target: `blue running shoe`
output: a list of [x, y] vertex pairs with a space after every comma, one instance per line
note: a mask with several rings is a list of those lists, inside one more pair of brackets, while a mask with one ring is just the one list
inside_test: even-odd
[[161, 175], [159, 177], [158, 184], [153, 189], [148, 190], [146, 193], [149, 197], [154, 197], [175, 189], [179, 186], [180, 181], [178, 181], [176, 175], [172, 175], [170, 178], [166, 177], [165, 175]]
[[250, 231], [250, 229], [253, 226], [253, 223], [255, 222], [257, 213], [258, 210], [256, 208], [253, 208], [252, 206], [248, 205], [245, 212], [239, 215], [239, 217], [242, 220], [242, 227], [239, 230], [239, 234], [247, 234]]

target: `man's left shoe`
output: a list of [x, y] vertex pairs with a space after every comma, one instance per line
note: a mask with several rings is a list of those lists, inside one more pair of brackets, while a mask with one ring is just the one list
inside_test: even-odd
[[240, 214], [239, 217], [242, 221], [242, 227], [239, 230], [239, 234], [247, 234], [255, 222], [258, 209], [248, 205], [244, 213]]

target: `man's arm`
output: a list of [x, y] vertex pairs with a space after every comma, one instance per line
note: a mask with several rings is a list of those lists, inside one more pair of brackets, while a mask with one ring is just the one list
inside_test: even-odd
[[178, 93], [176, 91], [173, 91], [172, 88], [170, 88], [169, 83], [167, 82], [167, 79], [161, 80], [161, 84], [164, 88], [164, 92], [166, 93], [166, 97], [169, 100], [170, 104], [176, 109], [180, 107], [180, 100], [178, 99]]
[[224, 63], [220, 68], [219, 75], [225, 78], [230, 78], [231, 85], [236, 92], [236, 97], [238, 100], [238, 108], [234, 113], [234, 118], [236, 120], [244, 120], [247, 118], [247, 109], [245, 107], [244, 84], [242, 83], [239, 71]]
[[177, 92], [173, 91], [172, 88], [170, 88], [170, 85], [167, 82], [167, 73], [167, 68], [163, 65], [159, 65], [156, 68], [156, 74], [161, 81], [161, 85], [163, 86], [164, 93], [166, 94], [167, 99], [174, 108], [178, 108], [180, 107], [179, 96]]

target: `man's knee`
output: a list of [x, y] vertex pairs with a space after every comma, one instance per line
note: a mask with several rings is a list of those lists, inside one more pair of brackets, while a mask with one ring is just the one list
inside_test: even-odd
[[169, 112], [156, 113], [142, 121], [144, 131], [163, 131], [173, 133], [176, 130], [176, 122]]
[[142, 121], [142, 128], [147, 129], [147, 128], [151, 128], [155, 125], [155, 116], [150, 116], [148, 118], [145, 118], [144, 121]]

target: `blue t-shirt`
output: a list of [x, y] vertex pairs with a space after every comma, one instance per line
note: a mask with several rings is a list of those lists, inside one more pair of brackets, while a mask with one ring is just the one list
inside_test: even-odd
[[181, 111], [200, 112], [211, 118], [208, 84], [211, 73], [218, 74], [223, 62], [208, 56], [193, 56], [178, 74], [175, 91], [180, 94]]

********************

→ TASK DETAILS:
Each entry must appear in the reply exactly as written.

→ YOUR RESPONSE:
target: `blue running shoe`
output: a list of [x, y] vertex pairs with a space after every comma, one instance per line
note: a mask with several rings is a list of those lists, inside one more pair of brackets, while a mask with one ring is just the one list
inside_test: even-odd
[[161, 175], [159, 177], [158, 184], [153, 189], [148, 190], [146, 193], [149, 197], [154, 197], [175, 189], [179, 186], [180, 181], [178, 181], [176, 175], [172, 175], [170, 178], [166, 177], [165, 175]]
[[250, 231], [250, 229], [253, 226], [253, 223], [255, 222], [257, 213], [258, 210], [256, 208], [253, 208], [252, 206], [248, 205], [245, 212], [239, 215], [239, 217], [242, 220], [242, 227], [239, 230], [239, 234], [247, 234]]

target: `man's left shoe`
output: a list of [x, y] vertex pairs with a space after every comma, one instance per line
note: a mask with several rings is a list of those lists, inside one more pair of brackets, while a mask with one ring is just the one list
inside_test: even-odd
[[240, 214], [239, 217], [242, 221], [242, 227], [239, 230], [239, 234], [247, 234], [255, 222], [258, 209], [248, 205], [244, 213]]

target: `man's arm`
output: a list of [x, y] vertex pairs with a space after every comma, one instance per line
note: a mask with several rings is a list of those lists, inside one more pair of brackets, while a mask with one ring is just the one list
inside_test: even-odd
[[178, 93], [176, 91], [173, 91], [172, 88], [170, 88], [169, 83], [167, 82], [167, 79], [161, 80], [161, 84], [164, 88], [164, 92], [166, 93], [166, 97], [169, 100], [170, 104], [176, 109], [180, 107], [180, 100], [178, 99]]
[[224, 63], [220, 68], [219, 75], [225, 78], [230, 78], [231, 85], [236, 92], [236, 97], [238, 100], [238, 108], [234, 113], [234, 118], [236, 120], [244, 120], [247, 118], [247, 109], [245, 107], [244, 84], [242, 83], [239, 71]]
[[177, 92], [173, 91], [172, 88], [170, 88], [170, 85], [167, 82], [167, 73], [167, 68], [163, 65], [159, 65], [156, 68], [156, 74], [161, 81], [161, 85], [163, 86], [164, 93], [166, 94], [167, 99], [174, 108], [178, 108], [180, 107], [179, 96]]

target: `man's knee`
output: a list of [x, y] vertex pairs with a space after every comma, one instance per line
note: a mask with several rings is a list of those lists, inside one more pair of brackets, while a mask with one ring is just the one list
inside_test: even-odd
[[169, 112], [156, 113], [142, 121], [144, 131], [163, 131], [173, 133], [176, 130], [176, 122]]
[[142, 121], [142, 128], [147, 129], [147, 128], [151, 128], [155, 125], [155, 116], [150, 116], [148, 118], [145, 118], [144, 121]]

target: `blue t-shirt`
output: a list of [x, y] vertex pairs with a space after every comma, one instance per line
note: a mask with several rings is a list of those lists, inside one more pair of brackets, while a mask with one ring is just the one list
inside_test: even-odd
[[181, 111], [200, 112], [211, 118], [208, 84], [211, 73], [218, 74], [223, 62], [208, 56], [193, 56], [178, 74], [175, 91], [180, 94]]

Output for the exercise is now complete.